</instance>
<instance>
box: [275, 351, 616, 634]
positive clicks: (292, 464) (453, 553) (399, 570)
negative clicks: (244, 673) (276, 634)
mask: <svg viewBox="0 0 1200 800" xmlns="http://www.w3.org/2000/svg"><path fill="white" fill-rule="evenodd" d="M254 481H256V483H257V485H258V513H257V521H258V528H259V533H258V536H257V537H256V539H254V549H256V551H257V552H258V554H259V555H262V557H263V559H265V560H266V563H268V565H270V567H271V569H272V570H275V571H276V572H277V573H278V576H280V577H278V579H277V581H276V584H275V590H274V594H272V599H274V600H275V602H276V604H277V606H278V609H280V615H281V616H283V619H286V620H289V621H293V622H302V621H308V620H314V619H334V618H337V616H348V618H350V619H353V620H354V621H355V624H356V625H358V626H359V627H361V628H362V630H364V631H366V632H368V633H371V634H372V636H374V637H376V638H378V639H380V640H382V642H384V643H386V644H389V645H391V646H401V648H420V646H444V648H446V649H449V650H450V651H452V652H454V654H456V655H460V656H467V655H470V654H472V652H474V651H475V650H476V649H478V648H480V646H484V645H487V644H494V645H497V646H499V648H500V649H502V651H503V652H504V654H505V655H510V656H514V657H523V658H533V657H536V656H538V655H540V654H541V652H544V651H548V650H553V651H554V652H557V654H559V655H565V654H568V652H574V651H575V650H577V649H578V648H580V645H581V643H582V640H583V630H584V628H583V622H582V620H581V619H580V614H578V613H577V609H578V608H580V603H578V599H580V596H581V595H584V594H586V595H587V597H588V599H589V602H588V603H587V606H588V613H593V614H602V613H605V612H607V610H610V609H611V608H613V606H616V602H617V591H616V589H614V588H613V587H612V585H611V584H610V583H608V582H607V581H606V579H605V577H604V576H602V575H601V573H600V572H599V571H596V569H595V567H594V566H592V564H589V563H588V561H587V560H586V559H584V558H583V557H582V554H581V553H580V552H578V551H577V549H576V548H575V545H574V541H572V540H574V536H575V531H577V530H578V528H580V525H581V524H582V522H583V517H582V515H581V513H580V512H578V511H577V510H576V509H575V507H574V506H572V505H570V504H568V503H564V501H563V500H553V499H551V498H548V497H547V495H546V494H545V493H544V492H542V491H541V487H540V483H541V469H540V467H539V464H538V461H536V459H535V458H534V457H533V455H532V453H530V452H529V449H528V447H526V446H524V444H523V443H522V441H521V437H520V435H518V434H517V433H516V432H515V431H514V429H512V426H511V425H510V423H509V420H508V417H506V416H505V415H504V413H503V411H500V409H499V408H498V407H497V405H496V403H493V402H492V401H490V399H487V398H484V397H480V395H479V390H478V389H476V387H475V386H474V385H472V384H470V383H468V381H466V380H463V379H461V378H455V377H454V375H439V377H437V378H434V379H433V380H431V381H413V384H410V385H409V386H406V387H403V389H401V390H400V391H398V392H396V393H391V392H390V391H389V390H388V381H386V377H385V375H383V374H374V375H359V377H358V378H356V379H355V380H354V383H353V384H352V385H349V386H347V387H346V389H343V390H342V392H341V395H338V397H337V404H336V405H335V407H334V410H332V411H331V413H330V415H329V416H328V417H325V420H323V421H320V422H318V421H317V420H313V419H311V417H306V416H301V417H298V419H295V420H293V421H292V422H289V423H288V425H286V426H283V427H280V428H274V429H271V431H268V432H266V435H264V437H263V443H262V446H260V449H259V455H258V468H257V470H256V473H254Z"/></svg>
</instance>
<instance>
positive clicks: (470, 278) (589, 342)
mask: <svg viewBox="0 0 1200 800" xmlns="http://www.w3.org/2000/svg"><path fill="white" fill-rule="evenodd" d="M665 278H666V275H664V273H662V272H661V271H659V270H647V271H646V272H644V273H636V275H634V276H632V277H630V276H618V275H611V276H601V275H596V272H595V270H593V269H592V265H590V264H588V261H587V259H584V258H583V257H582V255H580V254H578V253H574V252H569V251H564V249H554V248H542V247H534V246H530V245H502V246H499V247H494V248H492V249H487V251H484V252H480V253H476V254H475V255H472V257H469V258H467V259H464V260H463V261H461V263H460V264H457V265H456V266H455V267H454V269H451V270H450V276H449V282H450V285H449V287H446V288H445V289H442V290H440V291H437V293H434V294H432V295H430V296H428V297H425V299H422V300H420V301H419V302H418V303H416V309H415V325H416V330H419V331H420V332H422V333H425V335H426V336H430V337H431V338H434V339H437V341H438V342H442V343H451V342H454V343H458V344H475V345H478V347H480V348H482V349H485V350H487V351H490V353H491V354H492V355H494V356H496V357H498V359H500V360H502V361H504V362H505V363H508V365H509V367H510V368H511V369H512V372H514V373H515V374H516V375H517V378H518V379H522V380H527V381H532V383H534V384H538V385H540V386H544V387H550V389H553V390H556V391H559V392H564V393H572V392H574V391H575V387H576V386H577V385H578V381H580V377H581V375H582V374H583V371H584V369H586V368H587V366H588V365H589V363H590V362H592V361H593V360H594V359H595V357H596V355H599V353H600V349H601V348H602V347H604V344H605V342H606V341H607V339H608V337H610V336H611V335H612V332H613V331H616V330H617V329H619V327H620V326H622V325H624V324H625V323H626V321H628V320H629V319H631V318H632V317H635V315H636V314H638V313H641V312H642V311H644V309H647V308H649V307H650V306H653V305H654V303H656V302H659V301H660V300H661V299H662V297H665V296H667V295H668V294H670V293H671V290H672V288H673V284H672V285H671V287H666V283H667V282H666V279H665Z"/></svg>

================

• Aim of the exercise:
Copy every record shown above, exactly and completely.

• Result:
</instance>
<instance>
box: [275, 351, 616, 634]
positive clicks: (292, 464) (453, 553) (399, 570)
negative clicks: (244, 673) (276, 634)
mask: <svg viewBox="0 0 1200 800" xmlns="http://www.w3.org/2000/svg"><path fill="white" fill-rule="evenodd" d="M254 481H256V483H257V485H258V513H257V521H258V528H259V533H258V536H257V537H256V539H254V549H256V551H257V552H258V554H259V555H262V557H263V559H265V560H266V563H268V565H270V567H271V569H272V570H275V571H276V572H277V573H278V576H280V577H278V579H277V581H276V584H275V590H274V594H272V599H274V600H275V602H276V604H277V606H278V609H280V615H281V616H283V619H286V620H289V621H293V622H302V621H308V620H314V619H334V618H337V616H348V618H350V619H353V620H354V621H355V624H356V625H358V626H359V627H361V628H362V630H364V631H366V632H368V633H371V634H372V636H374V637H376V638H378V639H380V640H382V642H384V643H386V644H389V645H391V646H401V648H420V646H444V648H446V649H449V650H450V651H452V652H454V654H456V655H460V656H467V655H470V654H472V652H474V651H475V650H476V649H478V648H480V646H484V645H487V644H494V645H497V646H499V648H500V649H502V651H503V652H504V654H505V655H510V656H514V657H523V658H533V657H536V656H538V655H540V654H541V652H544V651H548V650H553V651H554V652H557V654H559V655H565V654H568V652H574V651H575V650H577V649H578V648H580V645H581V643H582V640H583V630H584V628H583V622H582V620H581V619H580V614H578V613H577V609H578V608H580V603H578V599H580V596H581V595H584V594H586V595H587V597H588V599H589V602H588V603H587V606H588V613H593V614H602V613H605V612H607V610H610V609H611V608H613V606H616V602H617V591H616V589H614V588H613V587H612V585H611V584H610V583H608V582H607V581H606V579H605V577H604V576H602V575H601V573H600V572H599V571H596V569H595V567H594V566H592V564H589V563H588V561H587V560H586V559H584V558H583V557H582V554H581V553H580V552H578V551H577V549H576V548H575V545H574V541H572V540H574V536H575V531H577V530H578V528H580V525H581V524H582V522H583V517H582V515H581V513H580V512H578V511H577V510H576V509H575V507H574V506H572V505H570V504H568V503H564V501H563V500H553V499H551V498H548V497H547V495H546V494H545V493H544V492H542V491H541V487H540V483H541V469H540V467H539V464H538V461H536V459H535V458H534V457H533V455H532V453H530V452H529V449H528V447H526V446H524V444H523V443H522V441H521V437H520V435H518V434H517V433H516V432H515V431H514V429H512V426H511V425H510V423H509V420H508V417H506V416H505V415H504V413H503V411H500V409H499V408H498V407H497V405H496V403H493V402H492V401H490V399H487V398H484V397H480V395H479V390H478V389H476V387H475V386H474V385H472V384H470V383H468V381H466V380H463V379H461V378H455V377H454V375H439V377H437V378H434V379H433V380H431V381H413V384H410V385H409V386H406V387H403V389H401V390H400V391H398V392H396V393H391V392H390V391H389V390H388V381H386V377H385V375H383V374H374V375H359V377H358V378H356V379H355V380H354V383H353V384H352V385H349V386H347V387H346V389H343V390H342V392H341V395H338V397H337V404H336V405H335V407H334V410H332V411H331V413H330V415H329V416H328V417H325V420H323V421H320V422H318V421H317V420H313V419H311V417H306V416H301V417H298V419H295V420H293V421H292V422H289V423H288V425H286V426H283V427H280V428H274V429H271V431H268V432H266V435H264V437H263V443H262V446H260V449H259V455H258V468H257V470H256V473H254Z"/></svg>
</instance>
<instance>
positive clicks: (470, 278) (589, 342)
mask: <svg viewBox="0 0 1200 800" xmlns="http://www.w3.org/2000/svg"><path fill="white" fill-rule="evenodd" d="M665 278H666V275H664V273H662V272H661V271H659V270H647V271H646V272H644V273H636V275H634V276H632V277H630V276H618V275H611V276H601V275H596V272H595V270H593V269H592V265H590V264H588V261H587V259H584V258H583V257H582V255H580V254H578V253H574V252H569V251H564V249H554V248H542V247H534V246H530V245H502V246H499V247H494V248H492V249H487V251H484V252H480V253H476V254H475V255H472V257H469V258H467V259H464V260H463V261H461V263H460V264H457V265H456V266H455V267H454V269H451V270H450V276H449V282H450V285H449V287H446V288H445V289H442V290H440V291H437V293H434V294H432V295H430V296H428V297H425V299H422V300H420V301H419V302H418V303H416V309H415V325H416V330H419V331H420V332H422V333H425V335H426V336H430V337H431V338H434V339H437V341H438V342H442V343H451V342H454V343H458V344H475V345H478V347H480V348H482V349H485V350H487V351H490V353H491V354H492V355H494V356H496V357H498V359H500V360H502V361H504V362H505V363H508V365H509V367H510V368H511V369H512V372H514V373H515V374H516V375H517V378H518V379H522V380H527V381H532V383H534V384H538V385H540V386H544V387H550V389H553V390H556V391H559V392H564V393H572V392H574V391H575V387H576V386H577V385H578V381H580V377H581V375H582V374H583V371H584V369H586V368H587V366H588V365H589V363H590V362H592V361H593V360H594V359H595V357H596V355H599V353H600V349H601V348H602V347H604V344H605V342H606V341H607V339H608V337H610V336H611V335H612V332H613V331H616V330H617V329H619V327H620V326H622V325H624V324H625V323H626V321H628V320H629V319H631V318H632V317H635V315H636V314H638V313H641V312H642V311H644V309H647V308H649V307H650V306H653V305H654V303H656V302H659V301H660V300H661V299H662V297H665V296H667V295H668V294H670V293H671V290H672V288H673V284H672V285H671V287H666V283H667V282H666V279H665Z"/></svg>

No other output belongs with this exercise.